▸ **To do**:
Switch every "point out" in the material below to "mark" and write all of it out again with nothing else changed. Leave the pictures out of your answer.

▸ **Records supplied**:
[Begin]

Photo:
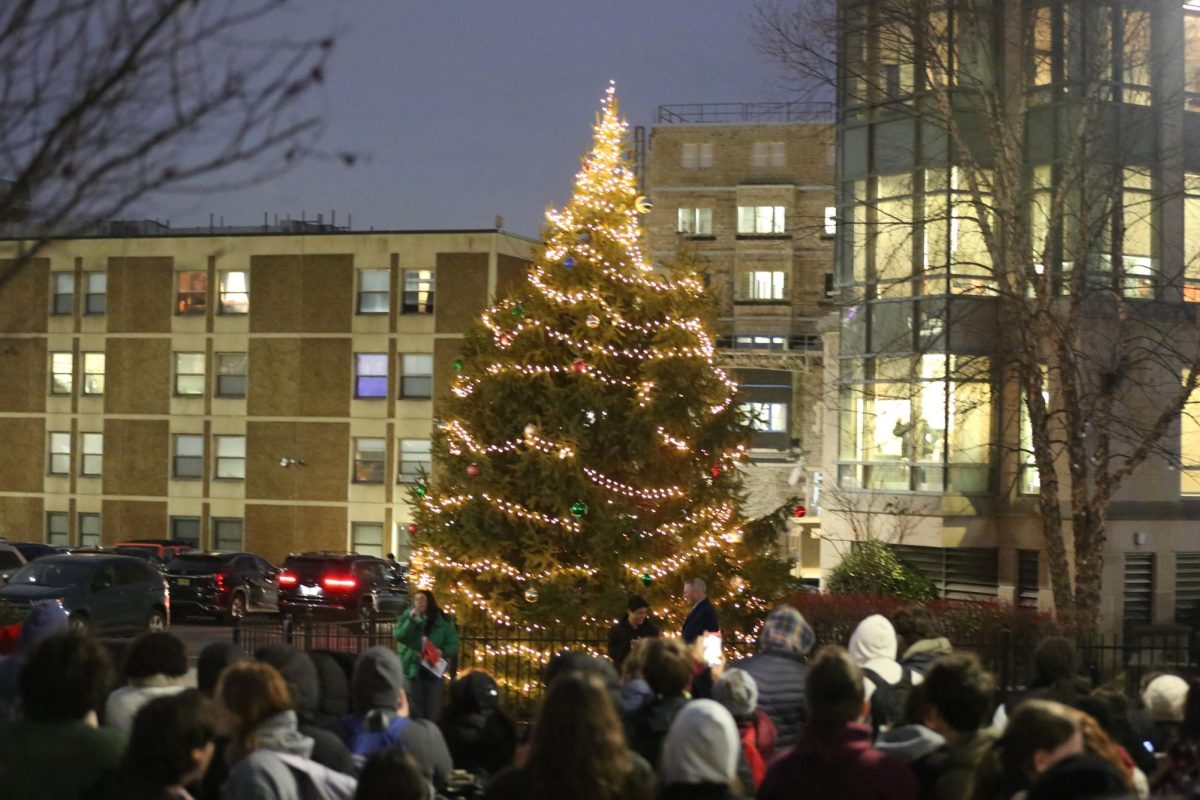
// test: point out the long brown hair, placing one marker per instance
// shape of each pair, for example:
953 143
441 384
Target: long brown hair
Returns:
251 691
579 747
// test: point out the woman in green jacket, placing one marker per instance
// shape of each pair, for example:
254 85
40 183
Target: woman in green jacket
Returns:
420 624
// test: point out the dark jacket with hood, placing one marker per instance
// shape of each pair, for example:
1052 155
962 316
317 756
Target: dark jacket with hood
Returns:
837 762
300 673
779 672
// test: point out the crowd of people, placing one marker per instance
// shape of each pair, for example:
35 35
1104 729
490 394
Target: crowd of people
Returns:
897 714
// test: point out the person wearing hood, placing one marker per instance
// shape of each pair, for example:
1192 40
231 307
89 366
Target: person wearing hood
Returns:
379 717
45 619
873 645
919 638
269 756
155 666
483 739
834 757
300 673
700 756
779 672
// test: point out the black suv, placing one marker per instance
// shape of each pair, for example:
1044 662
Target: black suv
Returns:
225 585
340 583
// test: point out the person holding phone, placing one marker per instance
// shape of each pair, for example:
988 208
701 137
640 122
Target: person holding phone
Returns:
426 641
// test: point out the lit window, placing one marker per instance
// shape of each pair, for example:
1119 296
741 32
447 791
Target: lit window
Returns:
696 222
366 537
761 220
189 459
414 459
64 293
231 374
696 155
61 373
89 529
96 296
190 373
375 292
768 154
415 376
768 417
60 453
93 463
234 293
370 456
232 458
191 293
58 528
418 292
227 535
371 374
93 373
763 286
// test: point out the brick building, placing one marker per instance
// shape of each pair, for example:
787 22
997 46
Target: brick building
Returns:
269 391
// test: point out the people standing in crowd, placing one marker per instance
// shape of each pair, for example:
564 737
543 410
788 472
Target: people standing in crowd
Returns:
304 686
155 666
171 745
269 757
779 672
426 639
736 690
834 757
633 625
701 614
959 695
873 645
57 749
45 619
483 739
579 750
919 638
1039 734
669 672
700 755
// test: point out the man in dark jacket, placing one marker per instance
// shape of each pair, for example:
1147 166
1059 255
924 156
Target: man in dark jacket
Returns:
702 617
834 757
633 625
779 672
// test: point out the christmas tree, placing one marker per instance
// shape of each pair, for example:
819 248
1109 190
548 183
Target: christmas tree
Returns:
589 447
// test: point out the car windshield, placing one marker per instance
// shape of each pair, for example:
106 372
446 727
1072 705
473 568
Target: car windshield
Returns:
52 573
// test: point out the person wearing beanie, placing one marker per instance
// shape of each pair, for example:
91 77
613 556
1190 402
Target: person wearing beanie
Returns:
300 674
779 672
700 756
737 691
633 625
379 716
43 619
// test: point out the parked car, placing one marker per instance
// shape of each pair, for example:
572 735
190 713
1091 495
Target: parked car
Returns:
340 583
226 585
11 559
106 593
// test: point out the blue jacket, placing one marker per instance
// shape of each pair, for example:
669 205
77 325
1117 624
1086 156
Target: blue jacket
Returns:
701 619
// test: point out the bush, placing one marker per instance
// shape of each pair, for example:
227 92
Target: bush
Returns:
873 569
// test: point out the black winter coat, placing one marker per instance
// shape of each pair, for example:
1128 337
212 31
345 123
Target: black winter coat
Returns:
780 679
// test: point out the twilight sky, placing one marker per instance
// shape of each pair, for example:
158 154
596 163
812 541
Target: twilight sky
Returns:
474 108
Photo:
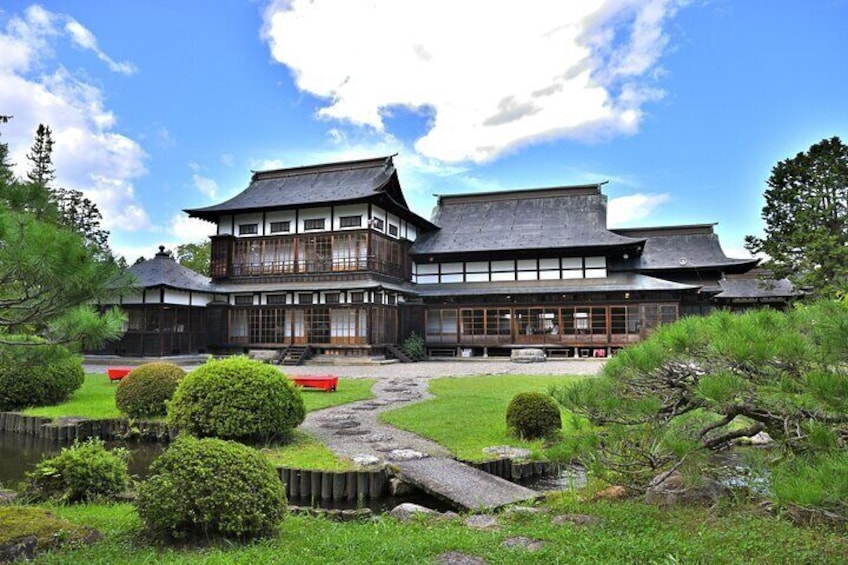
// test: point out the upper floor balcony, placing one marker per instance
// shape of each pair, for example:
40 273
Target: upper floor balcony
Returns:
292 257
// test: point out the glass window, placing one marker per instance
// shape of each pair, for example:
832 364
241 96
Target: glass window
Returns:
280 227
350 221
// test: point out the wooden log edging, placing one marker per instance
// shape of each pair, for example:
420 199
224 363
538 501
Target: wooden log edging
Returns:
517 471
69 429
335 485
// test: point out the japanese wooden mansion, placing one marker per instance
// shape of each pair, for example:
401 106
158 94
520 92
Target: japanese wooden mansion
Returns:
331 257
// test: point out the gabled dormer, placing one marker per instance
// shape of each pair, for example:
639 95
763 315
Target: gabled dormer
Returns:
318 220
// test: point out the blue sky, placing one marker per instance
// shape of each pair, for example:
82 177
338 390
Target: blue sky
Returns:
684 107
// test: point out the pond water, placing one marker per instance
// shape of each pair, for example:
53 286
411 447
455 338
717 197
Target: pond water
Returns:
19 453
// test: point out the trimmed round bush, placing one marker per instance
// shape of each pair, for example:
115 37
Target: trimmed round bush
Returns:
236 398
147 389
211 488
83 472
37 375
532 415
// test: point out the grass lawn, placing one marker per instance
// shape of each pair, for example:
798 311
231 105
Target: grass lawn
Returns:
626 532
96 398
469 413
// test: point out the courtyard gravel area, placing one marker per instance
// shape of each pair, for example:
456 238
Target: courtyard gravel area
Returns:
354 430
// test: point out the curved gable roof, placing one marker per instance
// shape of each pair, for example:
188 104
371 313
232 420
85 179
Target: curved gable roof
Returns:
163 271
548 218
683 247
334 182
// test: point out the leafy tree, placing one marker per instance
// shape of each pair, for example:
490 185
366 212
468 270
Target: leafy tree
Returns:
806 216
81 214
195 256
41 157
49 276
700 384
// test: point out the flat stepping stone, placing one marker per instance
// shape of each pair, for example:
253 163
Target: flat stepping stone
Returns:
366 460
482 522
576 519
341 425
378 437
459 558
406 455
461 484
524 543
352 432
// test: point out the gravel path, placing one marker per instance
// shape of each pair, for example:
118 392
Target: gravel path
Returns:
353 430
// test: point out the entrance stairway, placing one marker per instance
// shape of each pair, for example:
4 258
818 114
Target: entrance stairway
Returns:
399 353
461 484
295 354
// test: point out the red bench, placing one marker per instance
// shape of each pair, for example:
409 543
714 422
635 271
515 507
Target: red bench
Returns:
118 373
321 382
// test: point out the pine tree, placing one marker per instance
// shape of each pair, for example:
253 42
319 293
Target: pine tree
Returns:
41 157
806 217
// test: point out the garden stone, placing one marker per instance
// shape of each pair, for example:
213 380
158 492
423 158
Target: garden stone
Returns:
264 355
522 510
365 460
397 487
7 496
22 549
669 489
484 522
459 558
529 355
761 439
406 455
506 451
576 519
524 543
614 492
405 511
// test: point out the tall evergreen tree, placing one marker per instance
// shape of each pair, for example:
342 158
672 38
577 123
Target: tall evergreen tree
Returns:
806 216
49 275
41 157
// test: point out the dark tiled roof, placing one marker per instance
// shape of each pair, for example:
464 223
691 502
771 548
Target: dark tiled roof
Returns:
614 283
334 182
311 286
551 218
682 247
162 270
740 288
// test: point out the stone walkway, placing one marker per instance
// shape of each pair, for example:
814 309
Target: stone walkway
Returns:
354 430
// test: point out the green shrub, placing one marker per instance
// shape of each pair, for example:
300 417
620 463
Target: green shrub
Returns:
414 347
37 375
83 472
147 389
533 415
236 398
211 487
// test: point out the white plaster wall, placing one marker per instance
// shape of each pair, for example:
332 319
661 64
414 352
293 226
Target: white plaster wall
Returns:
351 210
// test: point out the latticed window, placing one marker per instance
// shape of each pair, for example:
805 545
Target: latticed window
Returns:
350 221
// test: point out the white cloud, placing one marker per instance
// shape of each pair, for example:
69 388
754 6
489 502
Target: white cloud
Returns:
88 154
82 37
490 80
205 185
191 230
624 210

[End]

▸ **Exercise response**:
Photo:
// test: mark the long brown hair, placing one marker per instance
// shape of each pair, for example:
953 143
441 384
Target: long brown hair
Returns:
251 691
579 747
// test: mark the woman in green jacket, placing one marker per instance
// shape of each pair, for example:
254 85
40 183
Target: woman in green jacket
Returns:
420 624
// test: mark the dark jacket with hood, placing one marker per instance
// shape of each pair, for example:
1052 155
962 316
317 756
Target: dark jacket with hood
Returns:
837 762
300 673
779 672
// test: mark the crowd of people, placing one marker per instance
// shape of each pair, for example:
35 35
1104 729
490 394
Target: crowd of people
Returns:
897 714
// test: mark the person wearing hood, placing one marker per instance
// shape of each pair, for example:
1192 40
231 307
89 366
Target: person wearing hood
Returns:
379 717
45 619
873 645
919 638
269 756
155 666
483 739
834 757
300 673
700 756
779 672
// test: mark the black suv, placing one marker per instance
// shape of each pair, for example:
1044 662
Target: black suv
Returns:
225 585
340 583
// test: mark the person holding phone, placing one marker per instance
// shape of each pair, for example:
988 208
701 137
640 122
Target: person holding phone
Returns:
426 641
// test: mark the lit window, placing one marker per instance
// shape of each pair, for example:
1119 296
741 32
447 791
Target: lit window
Returns:
696 222
366 537
761 220
189 459
414 459
64 293
231 374
696 155
61 373
89 529
96 296
190 373
375 292
768 154
415 376
768 417
60 453
93 463
234 293
370 456
232 458
191 293
58 528
418 292
227 535
371 374
93 373
763 286
// test: mark the brick building, placing one marker per instance
// shape of each pair, for example:
787 22
997 46
Target: brick building
Returns:
269 391
// test: mark the people standing in crowd, placing one marker per instance
// shape of each pair, for example:
564 737
543 410
788 472
Target: people standing in crowd
Returns:
304 686
155 666
171 745
269 757
779 672
426 639
736 690
834 757
633 625
701 614
959 695
873 645
57 749
45 619
483 739
579 750
919 638
1039 734
669 672
700 755
// test: mark the man in dark jacket, placing one marker per instance
// shape of each pair, for example:
1147 166
1059 255
924 156
Target: man in dark jacket
Returns:
702 617
834 757
633 625
779 672
// test: mark the christmas tree, placing one marker per instance
// shape of each pair, for example:
819 248
1109 190
548 183
Target: christmas tree
Returns:
589 447
// test: mark the car windshield, placing one marker per instance
// shape of each pair, for example:
106 372
446 727
1072 705
473 568
Target: car windshield
Returns:
52 573
// test: mark the person wearing beanie, placing one marker per instance
// shape of each pair, for example:
91 77
613 556
1190 402
Target: person wearing beanie
Returns:
300 674
779 672
700 756
737 691
633 625
379 716
43 619
// test: mark the parked car, placing one marker per instance
// shape of each pair, for example:
572 735
190 713
1091 495
Target: parked car
Returns:
340 583
226 585
11 559
106 593
// test: mark the blue jacket, placing one marker per instance
// shape of each pair, for example:
669 205
77 325
1117 624
1086 156
Target: blue jacket
Returns:
701 619
// test: mark the bush, placing one marker per instance
// shape of each pair, for example:
227 92
Target: bush
Returns:
873 569
// test: mark the black winter coat, placing one marker per instance
// shape of each pair, for example:
1128 337
212 31
345 123
Target: black winter coat
Returns:
780 679
// test: mark the twilight sky, placing one marker per instance
// shape of each pair, for example:
158 154
596 163
812 541
Target: twilight sky
Returns:
474 108
Photo:
// test: mark the upper floor balcony, placing one marker per instance
// shape of each pair, for example:
40 273
Target: upper floor balcony
Returns:
292 257
// test: mark the glass window, placing one marker per instance
// shape of each pair, for example:
832 364
241 96
Target: glass window
Returns:
280 227
350 221
// test: mark the wooden log edging, placing one marker per instance
// shape of each pair, for example:
420 199
224 363
538 501
Target: wooden log edging
Returns:
517 471
69 429
335 485
// test: mark the japanese wooden mansion, placing one marker per instance
// shape of each pair, for example:
401 106
158 94
520 92
Target: japanese wooden mansion
Returns:
331 257
// test: mark the gabled dormer, placing one marker per instance
// shape of each pair, for example:
639 95
763 315
Target: gabled dormer
Returns:
318 220
// test: mark the blue sky, placing one marker per instance
// shape of each pair, for example:
82 177
338 390
Target: blue sky
Returns:
684 107
// test: mark the pond water, placing one marker per instance
// shape of each pair, for example:
53 286
411 447
455 338
717 197
Target: pond water
Returns:
19 453
// test: mark the trimmed round bush, placing one marker per instance
// shape of each pair, for example:
115 37
Target: trimmed round bush
Returns:
236 398
147 389
211 488
83 472
37 375
532 415
// test: mark the grass lawn, placing one marker per instance
// shape of each pair, for example:
798 311
231 105
Target: grass lawn
Returns:
626 532
96 398
469 413
// test: mark the courtyard gravel area, placing one marker per instance
// shape of each pair, for example:
456 238
Target: courtyard gravel area
Returns:
354 430
// test: mark the curved gable roof, placing one marker per instance
// shape of each pair, for example:
188 104
371 313
232 420
85 179
Target: curved gable roof
Returns:
163 271
548 218
683 247
334 182
// test: mark the leafy tree, placing one marker per instance
// shape of each pair, for example:
490 185
366 212
468 270
Target: leafy tree
Returns:
806 216
81 214
195 256
41 157
49 276
700 384
// test: mark the flat stepping stone, placing one marker per instance
// shape of each pair, for example:
253 163
Target: flat stepping stone
Returns:
366 460
482 522
576 519
341 425
378 437
459 558
406 455
461 484
524 543
352 432
// test: mark the gravel path, placing one marker per instance
// shape of each pair, for example:
118 392
Target: gravel path
Returns:
353 430
// test: mark the entrance stairway, placing one marker per instance
// shape of each pair, for example:
4 258
818 114
Target: entrance stairway
Returns:
399 353
461 484
295 354
// test: mark the red bench, placing one marker per instance
// shape of each pair, for example:
409 543
714 422
635 271
515 507
Target: red bench
Returns:
118 373
321 382
// test: mark the pine tree, placing one marker per instance
// shape of each pair, for example:
253 42
319 293
Target: pine tree
Returns:
41 157
806 217
// test: mark the garden stone, placing one marker per instance
// shape of each pair, for example:
213 380
158 492
423 158
Target: garden stone
Returns:
264 355
522 510
365 460
397 487
7 496
22 549
669 489
484 522
459 558
529 355
761 439
406 455
506 451
576 519
524 543
614 492
405 511
// test: mark the tall evergreen tree, placing one marker per instance
// shape of each pair, for example:
342 158
672 38
577 123
Target: tall evergreen tree
Returns:
806 216
49 275
41 157
// test: mark the dark tiled roof, placing one marker per instance
// shape of each pair, for example:
464 223
691 502
771 548
Target: dark tiled roof
Returns:
614 283
334 182
311 286
551 218
682 247
162 270
740 288
// test: mark the stone walkway, placing one marker per instance
// shape of each pair, for example:
814 309
Target: stone walkway
Returns:
354 430
// test: mark the green shrub, placing one marker per instance
// shape of each pair, for example:
300 417
620 463
Target: green shrub
Returns:
414 347
37 375
83 472
147 389
533 415
236 398
211 487
// test: mark the white plaster wall, placing one marker per instance
// shape of each pair, for example:
332 319
661 64
414 352
293 226
Target: white plaster wall
Returns:
351 210
// test: mark the latticed window, placing one marker per instance
// shape of each pair, for example:
805 545
Target: latticed window
Returns:
350 221
// test: mark the white cloud, placing one marker per instance
// shape of each pair, for example:
69 388
754 6
489 502
Target: white cloud
Returns:
88 154
82 37
490 80
205 185
191 230
624 210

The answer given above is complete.